■ **PROBLEM TO SOLVE**:
Restate word for word the span of lines that opens with the line containing "of the truck's" and closes with the last line of the material. Include both ends and nothing more.

■ **GIVEN DATA**:
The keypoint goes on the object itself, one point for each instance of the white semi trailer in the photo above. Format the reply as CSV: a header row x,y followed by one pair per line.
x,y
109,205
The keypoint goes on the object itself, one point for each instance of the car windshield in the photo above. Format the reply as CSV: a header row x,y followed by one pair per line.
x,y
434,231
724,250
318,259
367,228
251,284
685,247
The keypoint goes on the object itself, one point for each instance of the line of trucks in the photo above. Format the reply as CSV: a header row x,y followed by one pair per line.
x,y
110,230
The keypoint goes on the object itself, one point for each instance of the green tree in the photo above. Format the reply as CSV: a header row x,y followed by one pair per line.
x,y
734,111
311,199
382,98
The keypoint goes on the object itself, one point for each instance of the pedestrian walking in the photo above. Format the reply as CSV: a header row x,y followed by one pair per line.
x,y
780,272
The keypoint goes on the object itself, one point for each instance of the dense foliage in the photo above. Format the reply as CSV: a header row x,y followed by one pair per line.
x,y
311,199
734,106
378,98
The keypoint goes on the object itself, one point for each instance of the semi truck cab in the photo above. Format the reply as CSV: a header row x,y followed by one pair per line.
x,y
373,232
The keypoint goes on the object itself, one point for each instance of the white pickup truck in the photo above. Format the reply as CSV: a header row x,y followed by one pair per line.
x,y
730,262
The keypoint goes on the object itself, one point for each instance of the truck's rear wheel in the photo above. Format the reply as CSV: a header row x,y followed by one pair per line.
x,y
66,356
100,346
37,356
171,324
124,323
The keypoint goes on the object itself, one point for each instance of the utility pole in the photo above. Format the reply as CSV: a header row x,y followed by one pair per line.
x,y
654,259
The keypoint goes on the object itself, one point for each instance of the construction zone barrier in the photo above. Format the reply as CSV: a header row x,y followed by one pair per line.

■ **WRITTEN ANSWER**:
The keypoint goes on the object itself, one point for each instance of the truck's rear wheel in the photo above. Format the reply as CSV: a header row x,y followed by one pair per line.
x,y
66,356
100,346
37,356
171,324
124,323
The keypoint goes on the object itself, one point for each instance of the utility pole in the photo above. Format the reply as CSV: a header row x,y followed by one pair per line.
x,y
654,259
The keypoint goes on the object itself, one point for each instance of the construction zone barrier in the photo above. Format the reply as CSV: a header row x,y followed by one pair per line.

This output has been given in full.